Locate every line in the rows below that contains the word "chair" and copy each such line.

Supplied material »
◆ ◆ ◆ ◆ ◆ ◆ ◆

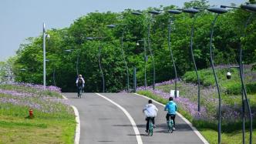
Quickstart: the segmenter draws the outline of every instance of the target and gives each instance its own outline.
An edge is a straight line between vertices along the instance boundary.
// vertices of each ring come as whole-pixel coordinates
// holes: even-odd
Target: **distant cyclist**
[[[150,119],[152,119],[152,123],[153,123],[153,126],[156,127],[155,126],[155,117],[157,116],[158,109],[156,107],[156,105],[154,105],[152,103],[152,100],[150,99],[148,101],[148,104],[147,104],[143,110],[143,112],[144,112],[145,116],[146,116],[146,120],[147,120],[147,127],[146,127],[146,132],[148,132],[149,131],[149,123],[150,123]]]
[[[79,89],[83,89],[85,87],[85,80],[82,77],[82,75],[79,75],[76,81],[76,85],[77,87],[77,93],[79,95]]]
[[[168,111],[166,116],[167,122],[169,122],[170,117],[173,121],[173,130],[175,130],[175,116],[177,106],[173,100],[173,97],[169,98],[169,102],[165,105],[164,111]]]

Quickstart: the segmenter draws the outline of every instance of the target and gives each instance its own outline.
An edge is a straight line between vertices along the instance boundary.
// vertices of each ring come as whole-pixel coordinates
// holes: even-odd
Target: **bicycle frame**
[[[153,122],[152,122],[153,118],[150,118],[150,122],[149,122],[149,132],[148,135],[152,136],[153,136]]]
[[[79,97],[79,98],[82,97],[82,89],[83,89],[82,86],[78,87],[78,97]]]
[[[169,121],[168,121],[168,132],[170,133],[173,133],[173,120],[170,119],[170,116],[169,116]]]

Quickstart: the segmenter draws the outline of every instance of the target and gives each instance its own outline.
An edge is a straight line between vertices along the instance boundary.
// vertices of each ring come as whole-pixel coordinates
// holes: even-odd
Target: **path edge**
[[[63,95],[62,95],[62,98],[64,99],[69,99]],[[75,137],[74,137],[74,144],[79,144],[79,139],[80,139],[80,118],[79,118],[79,113],[78,112],[78,110],[76,106],[71,105],[71,107],[73,109],[76,116],[76,132],[75,132]]]
[[[145,96],[143,95],[140,95],[140,94],[138,94],[138,93],[133,93],[135,95],[140,95],[140,96],[143,96],[147,99],[152,99],[147,96]],[[152,99],[154,102],[156,103],[158,103],[159,105],[161,105],[163,106],[165,106],[163,104],[159,102],[157,102],[153,99]],[[180,113],[179,113],[178,112],[177,112],[177,114],[178,116],[180,116],[184,121],[185,121],[185,122],[190,126],[190,127],[192,129],[193,132],[196,133],[196,135],[197,135],[197,136],[200,138],[200,139],[201,139],[201,141],[203,141],[203,142],[204,144],[209,144],[209,142],[205,139],[205,138],[200,133],[200,132],[197,129],[197,128],[195,128],[194,126],[193,126],[192,123],[188,121],[184,116],[183,116]]]

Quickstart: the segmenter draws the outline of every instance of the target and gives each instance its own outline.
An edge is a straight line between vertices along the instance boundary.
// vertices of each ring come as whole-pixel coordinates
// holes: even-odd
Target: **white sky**
[[[210,5],[221,5],[246,0],[208,0]],[[122,12],[126,8],[183,6],[185,0],[1,0],[0,61],[15,55],[19,45],[29,37],[39,35],[42,22],[46,28],[69,27],[79,17],[98,10],[100,12]]]

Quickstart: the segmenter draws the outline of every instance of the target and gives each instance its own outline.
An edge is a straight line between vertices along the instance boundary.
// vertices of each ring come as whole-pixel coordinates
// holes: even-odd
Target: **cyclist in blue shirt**
[[[168,111],[167,114],[167,121],[169,122],[169,119],[173,119],[173,130],[175,130],[175,116],[176,116],[176,111],[177,109],[177,106],[176,103],[173,101],[173,97],[169,98],[169,102],[165,105],[164,111]]]
[[[146,116],[146,121],[147,121],[147,125],[146,125],[146,132],[148,132],[149,130],[149,123],[150,123],[150,119],[152,119],[152,123],[153,123],[153,127],[156,127],[155,125],[155,117],[157,116],[158,109],[152,103],[152,100],[150,99],[148,101],[148,104],[145,105],[144,109],[143,109],[143,113],[145,114]]]
[[[79,93],[79,89],[83,89],[85,87],[85,80],[82,77],[82,75],[79,75],[78,78],[76,80],[76,85],[77,87],[77,92],[78,94]]]

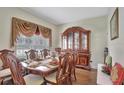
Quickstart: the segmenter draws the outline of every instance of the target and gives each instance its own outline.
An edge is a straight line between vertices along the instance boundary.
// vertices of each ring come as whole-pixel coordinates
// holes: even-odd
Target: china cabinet
[[[90,61],[90,31],[81,27],[71,27],[62,33],[63,51],[76,51],[77,67],[87,67]]]

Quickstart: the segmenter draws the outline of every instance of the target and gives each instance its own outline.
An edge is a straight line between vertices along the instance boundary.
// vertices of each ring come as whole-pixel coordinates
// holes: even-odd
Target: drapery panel
[[[31,37],[34,34],[42,35],[44,38],[49,38],[49,45],[50,46],[52,44],[51,29],[13,17],[12,18],[11,47],[13,47],[14,44],[16,43],[16,40],[20,36],[20,33],[26,37]]]

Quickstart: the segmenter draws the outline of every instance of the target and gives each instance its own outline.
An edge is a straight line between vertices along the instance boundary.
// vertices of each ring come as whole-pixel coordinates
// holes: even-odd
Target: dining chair
[[[12,53],[7,54],[7,60],[12,73],[13,83],[15,85],[39,85],[43,83],[43,78],[40,75],[28,74],[23,76],[21,73],[21,62]]]
[[[43,58],[47,58],[48,56],[50,56],[50,50],[49,49],[43,49],[40,52],[41,52],[41,56]]]
[[[71,70],[73,55],[66,53],[64,56],[59,57],[59,67],[57,72],[45,77],[45,81],[48,84],[54,85],[69,85],[72,84],[71,81]]]
[[[25,51],[27,59],[34,60],[38,58],[38,51],[31,49],[29,51]]]
[[[61,54],[61,48],[55,48],[55,51],[58,53],[58,55],[60,55]]]
[[[0,51],[0,60],[2,63],[2,67],[0,70],[0,78],[3,79],[3,84],[12,79],[11,78],[11,71],[10,71],[10,68],[8,65],[8,60],[6,58],[8,52],[14,53],[14,51],[7,50],[7,49]]]
[[[3,84],[3,78],[0,77],[0,85]]]

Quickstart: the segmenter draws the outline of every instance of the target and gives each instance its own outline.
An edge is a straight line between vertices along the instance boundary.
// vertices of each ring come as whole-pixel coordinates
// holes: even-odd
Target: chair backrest
[[[55,51],[58,53],[58,54],[61,54],[61,48],[55,48]]]
[[[70,84],[71,70],[73,55],[71,53],[66,53],[64,56],[59,57],[59,68],[56,75],[56,80],[58,84]]]
[[[12,79],[16,85],[25,85],[25,81],[22,75],[22,65],[19,59],[16,58],[12,53],[7,54],[7,60],[12,73]]]
[[[46,56],[50,56],[50,50],[49,49],[43,49],[41,52],[41,56],[43,58],[46,58]]]
[[[14,51],[7,50],[7,49],[0,50],[0,59],[1,59],[2,63],[3,63],[3,65],[2,65],[3,69],[9,67],[8,63],[7,63],[7,59],[6,59],[6,55],[7,55],[8,52],[14,53]]]
[[[31,49],[29,51],[25,51],[25,53],[26,53],[27,59],[33,60],[38,58],[38,51],[36,50]]]

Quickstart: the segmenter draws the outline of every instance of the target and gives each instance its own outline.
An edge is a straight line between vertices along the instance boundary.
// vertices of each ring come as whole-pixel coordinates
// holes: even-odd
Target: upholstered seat
[[[66,53],[64,56],[59,57],[59,61],[58,71],[45,77],[45,81],[48,84],[54,85],[72,84],[71,70],[73,55],[71,53]]]
[[[41,85],[43,78],[39,75],[29,74],[23,77],[26,85]]]
[[[57,83],[57,82],[56,82],[56,72],[50,74],[49,76],[47,76],[47,77],[45,77],[45,78],[46,78],[47,80],[51,81],[51,82]]]
[[[40,75],[28,74],[22,75],[22,65],[16,56],[12,53],[7,54],[8,64],[12,73],[13,83],[16,85],[39,85],[43,83]]]
[[[7,50],[7,49],[0,51],[0,77],[3,78],[3,83],[5,81],[12,79],[11,71],[9,69],[8,62],[6,59],[6,55],[9,52],[13,53],[14,51]]]
[[[0,70],[0,77],[7,77],[7,76],[11,76],[11,71],[9,68]]]

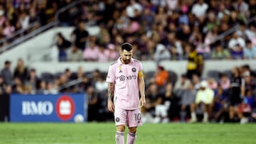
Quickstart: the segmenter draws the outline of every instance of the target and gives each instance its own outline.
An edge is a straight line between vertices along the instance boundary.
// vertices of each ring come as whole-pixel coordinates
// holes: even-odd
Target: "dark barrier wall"
[[[87,120],[84,94],[11,94],[11,122],[84,122]]]
[[[0,121],[7,121],[9,117],[9,97],[6,94],[0,94]]]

◆ ◆ ◆ ◆ ◆ ◆ ◆

Reply to the task »
Target: dining chair
Target: chair backrest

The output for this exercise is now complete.